Excerpts from a point labeling dataset
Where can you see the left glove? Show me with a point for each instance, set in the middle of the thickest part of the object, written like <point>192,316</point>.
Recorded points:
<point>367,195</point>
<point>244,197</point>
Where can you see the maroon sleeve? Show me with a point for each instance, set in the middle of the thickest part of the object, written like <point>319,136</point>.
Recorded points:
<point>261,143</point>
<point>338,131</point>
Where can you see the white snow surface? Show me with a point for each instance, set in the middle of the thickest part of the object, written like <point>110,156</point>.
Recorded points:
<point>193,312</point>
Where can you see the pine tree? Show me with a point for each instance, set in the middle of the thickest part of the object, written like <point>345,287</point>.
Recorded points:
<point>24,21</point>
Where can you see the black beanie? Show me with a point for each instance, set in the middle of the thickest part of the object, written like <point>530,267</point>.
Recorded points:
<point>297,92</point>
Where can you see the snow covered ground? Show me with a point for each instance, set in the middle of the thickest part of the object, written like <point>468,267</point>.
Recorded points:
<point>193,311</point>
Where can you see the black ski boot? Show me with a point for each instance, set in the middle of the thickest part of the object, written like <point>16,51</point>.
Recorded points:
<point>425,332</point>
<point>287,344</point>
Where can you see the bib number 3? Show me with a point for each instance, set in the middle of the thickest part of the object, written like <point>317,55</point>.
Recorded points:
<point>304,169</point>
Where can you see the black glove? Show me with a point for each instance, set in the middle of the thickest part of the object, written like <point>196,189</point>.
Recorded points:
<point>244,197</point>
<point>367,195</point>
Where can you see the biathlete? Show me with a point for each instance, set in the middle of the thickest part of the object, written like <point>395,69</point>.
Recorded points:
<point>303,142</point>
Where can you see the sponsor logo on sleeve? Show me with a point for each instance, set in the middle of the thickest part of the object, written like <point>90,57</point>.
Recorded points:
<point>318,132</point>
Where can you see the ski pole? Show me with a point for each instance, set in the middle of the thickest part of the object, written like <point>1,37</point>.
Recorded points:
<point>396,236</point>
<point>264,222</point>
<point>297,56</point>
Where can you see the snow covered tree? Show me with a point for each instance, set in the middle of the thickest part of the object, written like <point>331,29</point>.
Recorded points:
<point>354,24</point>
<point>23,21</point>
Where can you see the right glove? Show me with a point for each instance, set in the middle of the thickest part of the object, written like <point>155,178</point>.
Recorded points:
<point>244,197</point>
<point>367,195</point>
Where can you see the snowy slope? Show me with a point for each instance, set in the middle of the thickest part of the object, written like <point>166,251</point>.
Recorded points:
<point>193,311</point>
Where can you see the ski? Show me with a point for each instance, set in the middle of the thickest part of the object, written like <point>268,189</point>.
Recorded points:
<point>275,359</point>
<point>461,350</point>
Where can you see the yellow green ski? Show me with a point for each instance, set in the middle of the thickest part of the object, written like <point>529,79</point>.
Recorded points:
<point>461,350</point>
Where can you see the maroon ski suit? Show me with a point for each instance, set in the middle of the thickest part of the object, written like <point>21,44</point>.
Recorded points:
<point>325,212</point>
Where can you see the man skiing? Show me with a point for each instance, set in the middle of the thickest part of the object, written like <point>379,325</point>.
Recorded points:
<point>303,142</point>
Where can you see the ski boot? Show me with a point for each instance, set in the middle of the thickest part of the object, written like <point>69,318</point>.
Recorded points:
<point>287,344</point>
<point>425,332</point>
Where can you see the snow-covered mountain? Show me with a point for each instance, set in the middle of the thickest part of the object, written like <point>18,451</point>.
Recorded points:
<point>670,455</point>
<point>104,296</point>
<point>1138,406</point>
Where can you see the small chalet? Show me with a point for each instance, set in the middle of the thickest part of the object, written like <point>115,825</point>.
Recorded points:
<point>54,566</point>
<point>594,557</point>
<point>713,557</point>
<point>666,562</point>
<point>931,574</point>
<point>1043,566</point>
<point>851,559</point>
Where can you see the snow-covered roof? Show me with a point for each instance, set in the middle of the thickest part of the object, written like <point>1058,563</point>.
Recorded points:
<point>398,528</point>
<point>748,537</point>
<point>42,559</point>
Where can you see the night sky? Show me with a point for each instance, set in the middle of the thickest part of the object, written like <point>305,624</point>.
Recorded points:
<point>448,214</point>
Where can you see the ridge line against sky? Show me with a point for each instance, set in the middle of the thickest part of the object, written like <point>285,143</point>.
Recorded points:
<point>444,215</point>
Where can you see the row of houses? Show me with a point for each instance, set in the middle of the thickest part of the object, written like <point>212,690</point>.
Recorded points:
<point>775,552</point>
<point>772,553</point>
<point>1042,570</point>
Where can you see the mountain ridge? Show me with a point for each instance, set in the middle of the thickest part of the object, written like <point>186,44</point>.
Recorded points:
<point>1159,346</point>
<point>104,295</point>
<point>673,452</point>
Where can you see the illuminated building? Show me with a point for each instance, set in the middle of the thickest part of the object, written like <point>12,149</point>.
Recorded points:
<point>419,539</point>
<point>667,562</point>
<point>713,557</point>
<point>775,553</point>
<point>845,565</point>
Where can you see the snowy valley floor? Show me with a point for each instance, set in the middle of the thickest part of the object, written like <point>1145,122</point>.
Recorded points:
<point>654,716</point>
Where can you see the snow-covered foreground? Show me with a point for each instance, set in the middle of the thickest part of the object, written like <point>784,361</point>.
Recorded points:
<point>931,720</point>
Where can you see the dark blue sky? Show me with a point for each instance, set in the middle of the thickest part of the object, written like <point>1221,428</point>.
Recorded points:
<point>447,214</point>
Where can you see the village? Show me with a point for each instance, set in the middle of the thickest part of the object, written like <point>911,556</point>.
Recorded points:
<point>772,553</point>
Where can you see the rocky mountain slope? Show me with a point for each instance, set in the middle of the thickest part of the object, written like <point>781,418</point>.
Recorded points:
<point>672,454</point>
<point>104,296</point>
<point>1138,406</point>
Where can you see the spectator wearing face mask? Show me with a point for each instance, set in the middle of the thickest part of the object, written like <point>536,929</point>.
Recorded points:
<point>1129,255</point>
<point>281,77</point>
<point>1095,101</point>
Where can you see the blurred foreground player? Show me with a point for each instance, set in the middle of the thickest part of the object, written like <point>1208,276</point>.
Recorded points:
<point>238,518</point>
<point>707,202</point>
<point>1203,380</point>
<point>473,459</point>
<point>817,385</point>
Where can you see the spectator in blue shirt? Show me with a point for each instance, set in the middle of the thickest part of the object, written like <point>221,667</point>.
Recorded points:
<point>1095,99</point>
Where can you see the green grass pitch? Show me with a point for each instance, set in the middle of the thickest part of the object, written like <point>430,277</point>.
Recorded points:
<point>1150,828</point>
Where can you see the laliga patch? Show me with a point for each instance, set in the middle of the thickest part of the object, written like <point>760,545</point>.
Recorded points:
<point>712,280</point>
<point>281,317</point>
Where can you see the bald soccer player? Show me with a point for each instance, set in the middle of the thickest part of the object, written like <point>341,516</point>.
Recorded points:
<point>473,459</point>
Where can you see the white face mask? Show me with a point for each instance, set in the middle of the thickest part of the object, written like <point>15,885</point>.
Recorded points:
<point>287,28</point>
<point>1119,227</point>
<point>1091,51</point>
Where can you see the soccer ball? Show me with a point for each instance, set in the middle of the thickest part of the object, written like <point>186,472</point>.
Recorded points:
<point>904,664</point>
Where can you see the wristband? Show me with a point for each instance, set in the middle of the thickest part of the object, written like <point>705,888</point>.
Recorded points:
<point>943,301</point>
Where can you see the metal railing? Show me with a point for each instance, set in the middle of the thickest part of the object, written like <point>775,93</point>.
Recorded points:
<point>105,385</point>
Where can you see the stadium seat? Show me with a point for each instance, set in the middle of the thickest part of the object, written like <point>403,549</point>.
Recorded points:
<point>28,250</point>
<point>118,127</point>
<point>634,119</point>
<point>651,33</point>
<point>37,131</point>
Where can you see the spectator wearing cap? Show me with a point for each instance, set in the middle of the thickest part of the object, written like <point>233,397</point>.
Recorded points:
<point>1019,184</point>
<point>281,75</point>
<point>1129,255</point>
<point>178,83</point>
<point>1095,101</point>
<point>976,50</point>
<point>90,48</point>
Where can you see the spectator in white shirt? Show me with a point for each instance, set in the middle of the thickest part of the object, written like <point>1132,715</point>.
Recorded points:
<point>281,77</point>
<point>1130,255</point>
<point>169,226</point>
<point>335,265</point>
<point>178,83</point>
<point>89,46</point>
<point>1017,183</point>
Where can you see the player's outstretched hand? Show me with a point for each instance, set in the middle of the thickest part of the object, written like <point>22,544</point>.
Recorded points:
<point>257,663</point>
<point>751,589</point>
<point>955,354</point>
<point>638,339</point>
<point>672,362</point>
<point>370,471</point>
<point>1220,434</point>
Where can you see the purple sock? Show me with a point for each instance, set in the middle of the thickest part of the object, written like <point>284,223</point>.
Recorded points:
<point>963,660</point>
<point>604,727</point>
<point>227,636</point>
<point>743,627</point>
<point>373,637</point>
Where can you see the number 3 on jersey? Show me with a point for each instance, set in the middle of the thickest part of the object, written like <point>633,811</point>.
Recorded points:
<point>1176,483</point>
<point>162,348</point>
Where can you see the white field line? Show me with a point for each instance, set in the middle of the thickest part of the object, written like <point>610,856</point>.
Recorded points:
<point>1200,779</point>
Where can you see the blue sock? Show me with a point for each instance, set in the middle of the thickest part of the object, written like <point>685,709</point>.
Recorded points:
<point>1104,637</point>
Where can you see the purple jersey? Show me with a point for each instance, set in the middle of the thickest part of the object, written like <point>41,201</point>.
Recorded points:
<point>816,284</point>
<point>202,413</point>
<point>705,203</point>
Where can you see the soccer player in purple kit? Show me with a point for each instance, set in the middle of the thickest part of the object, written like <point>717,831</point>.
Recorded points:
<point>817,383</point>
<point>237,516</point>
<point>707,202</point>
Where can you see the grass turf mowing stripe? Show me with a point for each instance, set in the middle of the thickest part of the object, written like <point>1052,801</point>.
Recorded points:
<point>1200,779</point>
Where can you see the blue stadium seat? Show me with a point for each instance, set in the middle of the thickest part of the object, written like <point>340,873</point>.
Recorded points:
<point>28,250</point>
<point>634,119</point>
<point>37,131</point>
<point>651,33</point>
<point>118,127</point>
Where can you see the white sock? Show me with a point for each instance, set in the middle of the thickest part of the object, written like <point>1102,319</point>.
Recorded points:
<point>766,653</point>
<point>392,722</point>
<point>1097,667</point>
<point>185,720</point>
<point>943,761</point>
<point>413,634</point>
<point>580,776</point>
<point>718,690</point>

Your instructions: Format the lines of the records from the one containing "Where can you see the spectator in blue" through the one containing "<point>1095,99</point>", inclusive, as a numbered list, leaving out any blank lines.

Reply to the task:
1. Where can you see the spectator in blue shirt? Show me with a point for each instance, set in the middle of the thickest part of the object, written like <point>221,667</point>.
2. Recorded points:
3. <point>1095,99</point>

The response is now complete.